START EXCERPTED PASSAGE

Stanley Uys, who has died in London at the age of 91, was the parliamentary correspondent, political editor and assistant editor of the Sunday Times for 28 years.

1922-2014

During this time, he was probably the most reliable source of information about what was happening in the bowels of the National Party government.

His network of contacts was so extraordinary that Sunday Times editor Joel Mervis likened him to a spider sitting in the middle of his web waiting for news to come his way.

Uys exposed in fascinating detail the tensions, debates and doubts in the ruling party as it constructed the apartheid edifice. By breaching the carefully guarded secrecy of the Nat parliamentary caucus, he was able to show the cracks when they were still invisible to the outside world, including the Nat party faithful themselves.

Prime Minister Hendrik Verwoerd was particularly incensed when Uys gave an account of a furious disagreement between him and Nat MP Japie Basson over a government bill to abolish black representation in parliament.

END EXCERPTED PASSAGE
START DATASET EXTRACT

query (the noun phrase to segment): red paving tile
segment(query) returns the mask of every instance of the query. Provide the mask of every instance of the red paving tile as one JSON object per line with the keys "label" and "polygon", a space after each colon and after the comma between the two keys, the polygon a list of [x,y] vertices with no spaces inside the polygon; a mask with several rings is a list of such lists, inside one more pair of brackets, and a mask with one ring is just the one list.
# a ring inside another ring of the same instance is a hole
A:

END DATASET EXTRACT

* TASK INSTRUCTIONS
[a] Answer these questions from the passage on Stanley Uys, one answer per line:
(i) For how many years did Uys work at the Sunday Times?
(ii) Who compared Uys to a spider sitting in the middle of his web?
(iii) With which MP did Hendrik Verwoerd have the furious disagreement that Uys reported?
[b] Resume the passage on Stanley Uys from the point where it stops.
The data has no connection to the passage on Stanley Uys.

* ANSWERS TO THE TASKS
[a]
(i) 28 years
(ii) Joel Mervis, the Sunday Times editor
(iii) Nat MP Japie Basson

[b]
He and his ministers loathed and reviled Uys more than any other journalist in the country, with the possible exception of his close friend, Anthony Delius, who wrote for the Cape Times.

Cabinet minister Ben Schoeman called Uys "probably the most unscrupulous liar in South Africa".

But they could not plug the leaks.

Reading his MPs the riot act, the Nat chief whip raged that the party caucus might as well be declared a public meeting. His remarks, made in caucus, were promptly reported verbatim by Uys in the Sunday Times.

Nats in the house competed with themselves to attack Uys as he sat impassively in the press gallery. They were so paranoid about being seen with him in public, in case they were suspected of being his source, that they avoided him like the plague.

A new Nat MP sat next to him in the lobby of parliament and began to chat. When he realised who he was talking to he gave Uys a look of horror, cried in Afrikaans "Oh my God!" and ran away.

In the 1960s, the government appointed a press commission to tether the English-language press.

Uys and Delius were singled out in the report. He was one of three journalists in parliament in 1966 to witness the fatal stabbing of Verwoerd by a messenger, Dmitri Tsafendas. He heard from a source that one of Verwoerd's ministers held a party at his house that night. For possibly the only time in his career he decided this might be one confidence too far and chose not to write about it.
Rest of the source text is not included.